**PASSAGE PROVIDED:**
****
The Gulf funds continued to be net buyers but with lesser vigour this week which saw as many as 39,606 Masraf Al Rayan-sponsored QATR worth QR117,427 trade across 24 deals.
Market capitalisation was seen expanding 1.61% to QR770.1bn, mainly on large and midcap segments this week, which saw the industrials and banking sectors together constitute about 64% of the trade volume.
The Total Return Index gained 1.75%, All Share Index by 1.52% and All Islamic Index by 1.8% this week which nevertheless saw total trading volumes and value on the decline.
The industrials sector index zoomed 3.33%, real estate (2.11%), banks and financial services (1.91%) and insurance (0.06%); whereas transport declined 3.4%, consumer goods and services (2.23%) and telecom (1.46%) this week, which saw the QSE enter into pact with Astana Stock Exchange.
****
**EXCERPTED RECORDS:**
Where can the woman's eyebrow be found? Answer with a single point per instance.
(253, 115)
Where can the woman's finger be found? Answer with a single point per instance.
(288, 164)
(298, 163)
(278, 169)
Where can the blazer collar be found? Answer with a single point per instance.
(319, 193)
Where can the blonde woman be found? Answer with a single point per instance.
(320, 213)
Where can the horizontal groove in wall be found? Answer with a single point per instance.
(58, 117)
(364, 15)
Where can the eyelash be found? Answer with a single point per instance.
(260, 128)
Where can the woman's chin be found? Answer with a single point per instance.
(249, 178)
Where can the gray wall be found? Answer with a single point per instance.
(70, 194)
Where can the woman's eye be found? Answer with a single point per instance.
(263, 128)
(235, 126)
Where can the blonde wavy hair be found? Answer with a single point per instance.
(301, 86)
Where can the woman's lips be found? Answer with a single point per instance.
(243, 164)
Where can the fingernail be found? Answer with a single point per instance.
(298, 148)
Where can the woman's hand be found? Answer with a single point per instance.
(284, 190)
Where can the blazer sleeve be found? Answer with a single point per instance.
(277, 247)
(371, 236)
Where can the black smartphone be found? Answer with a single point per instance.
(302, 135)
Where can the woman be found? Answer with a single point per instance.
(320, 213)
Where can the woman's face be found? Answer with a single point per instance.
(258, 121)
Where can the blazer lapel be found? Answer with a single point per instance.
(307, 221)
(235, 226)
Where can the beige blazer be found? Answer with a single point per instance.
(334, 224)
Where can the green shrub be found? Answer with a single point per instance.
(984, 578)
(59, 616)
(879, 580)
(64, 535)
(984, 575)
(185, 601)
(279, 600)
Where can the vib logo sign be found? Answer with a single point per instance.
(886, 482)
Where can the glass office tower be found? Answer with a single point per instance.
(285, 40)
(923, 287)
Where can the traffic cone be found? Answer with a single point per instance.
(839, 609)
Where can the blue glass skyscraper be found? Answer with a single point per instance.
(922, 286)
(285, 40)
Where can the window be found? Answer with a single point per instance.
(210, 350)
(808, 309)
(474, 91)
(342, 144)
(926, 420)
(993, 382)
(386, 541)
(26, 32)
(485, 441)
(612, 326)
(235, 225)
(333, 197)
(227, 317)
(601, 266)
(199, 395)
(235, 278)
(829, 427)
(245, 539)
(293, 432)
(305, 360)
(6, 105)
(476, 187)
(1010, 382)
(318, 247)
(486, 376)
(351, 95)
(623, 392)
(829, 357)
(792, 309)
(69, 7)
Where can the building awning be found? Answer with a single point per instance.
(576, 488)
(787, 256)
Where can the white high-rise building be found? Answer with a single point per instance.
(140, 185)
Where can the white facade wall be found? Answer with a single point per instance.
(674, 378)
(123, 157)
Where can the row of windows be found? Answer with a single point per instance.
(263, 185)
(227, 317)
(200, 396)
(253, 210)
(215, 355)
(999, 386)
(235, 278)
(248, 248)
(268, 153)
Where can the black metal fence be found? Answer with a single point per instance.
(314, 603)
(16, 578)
****
**INSTRUCTIONS:**
• a. Decide whether each statement agrees with the weekly market report above. Answer yes or no for each, quoting the deciding words from the report. (i) Market capitalisation rose 1.61% to QR770.1bn this week. (ii) The transport sector index rose 3.4% this week. (iii) Total trading volumes and value increased this week.
• b. Write the next part of the weekly market report above, beginning after its final sentence.

**SOLVED TASKS:**
• a.
(i) Yes: "Market capitalisation was seen expanding 1.61% to QR770.1bn"
(ii) No: "transport declined 3.4%"
(iii) No: "saw total trading volumes and value on the decline"

• b.
Major gainers in the main market included Mesaieed Petrochemical Holding, Qatar Islamic Insurance, Qatari Investors Group, Qatar Islamic Bank, Barwa, QNB, QIIB, Inma Holding, Mannai Corporation, Industries Qatar, Aamal Company, Qatari Investors Group, Qamco and Gulf Warehousing; while Mekdam Holding saw its shares appreciate in the venture market this week, which saw no trading of sovereign bonds.
Nevertheless, Medicare Group, Qatar Oman Investment, Nakilat, Mazaya Qatar, Commercial Bank, Doha Bank, Alijarah Holding, Qatari German Medical Devices, Salam International Investment, Woqod, Qatar National Cement, Ezdan, Ooredoo and Milaha were among the prime losers in the market; while Al Faleh Educational Holding saw its shares depreciate in value in the juniour bourse this week, which saw no trading of treasury bills.
In the main market, the industrials sector accounted for 41% of the total trade volume, banks and financial services (23%), consumer goods and services (17%), real estate (14%), transport (2%), and telecom and insurance (1% each) this week.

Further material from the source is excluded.